+++ Document text +++

Anyone who spent a moment of time in the belly of a corporation, especially a Fortune 500 corporation knows that most of this list constitutes "performance standards" within those organizations.  Personally, I witnessed those exact behaviors within two medical devices corporations, repeatedly, from corporate execs and the actions of the corporation.  In fact, any corporation that does not act psychopathically is violating US law by not protecting the interests of its investors above all other considerations.  Corporate ethics are very different from human ethics.

Robert Pirsig, in his book Lila, wrote about society being the higher animal: the entity that is the next, massive, step up the food chain from individual humans.  One piece of critical information that he missed is that the individual members of US society are corporations, not humans.  Individual humans are nothing more than cogs in the wheels of corporations.  The society we serve is populated by corporations, not humans.  Humans are two steps removed from being at the top of the world's food chain.  If individual humans decide to act in their own interests, which will usually be opposed to the interests of corporations, the corporations simply force their governments to ignore that human intervention.  That is what happened in this election.

Currently (and for the last 100 years), Republicans are the purest corporate political party, but they are followed closely by the Democrats.  Both parties are sponsored and directed by their corporate masters and neither offer a hopeful choice to individual citizens.  Without the sponsorship of corporations and their executives, neither party would attract much attention or loyalty from individual citizens.  The only intelligent citizens who do pay serious attention to the major parties are CEOs and wanna-be-CEOs.

CEOs are not necessarily evil folks, although they are certainly not the kind of people that you'd invite to your home for dinner with your family.  However, acting to serve the needs of the institutions of which they are barely a vital organ, they regularly do evil deeds.  The gigantic salaries they receive induce them to do whatever evil tasks their corporate group-mind needs done, even when those acts are obviously harmful to the world, the nation, and their communities.  With the assets of the corporation, CEOs have caused an amazing amount of damage to our democracy and the nation.

+++ Available data +++

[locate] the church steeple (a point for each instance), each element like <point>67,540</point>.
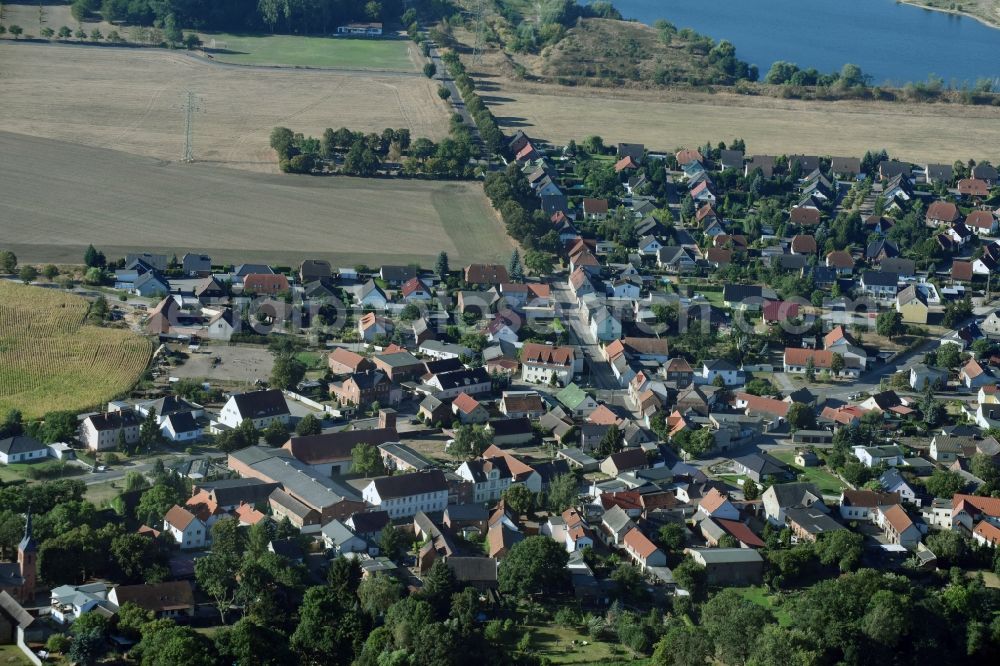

+++

#### [List of tasks]
[1] Set down the part of the text on corporations and society that opens with the words containing "CEOs are not" and closes with "and the nation.".
[2] According to the text on corporations and society, who are the individual members of US society?

#### [Completed exercise]
[1]
CEOs are not necessarily evil folks, although they are certainly not the kind of people that you'd invite to your home for dinner with your family.  However, acting to serve the needs of the institutions of which they are barely a vital organ, they regularly do evil deeds.  The gigantic salaries they receive induce them to do whatever evil tasks their corporate group-mind needs done, even when those acts are obviously harmful to the world, the nation, and their communities.  With the assets of the corporation, CEOs have caused an amazing amount of damage to our democracy and the nation.

[2] Corporations, not humans.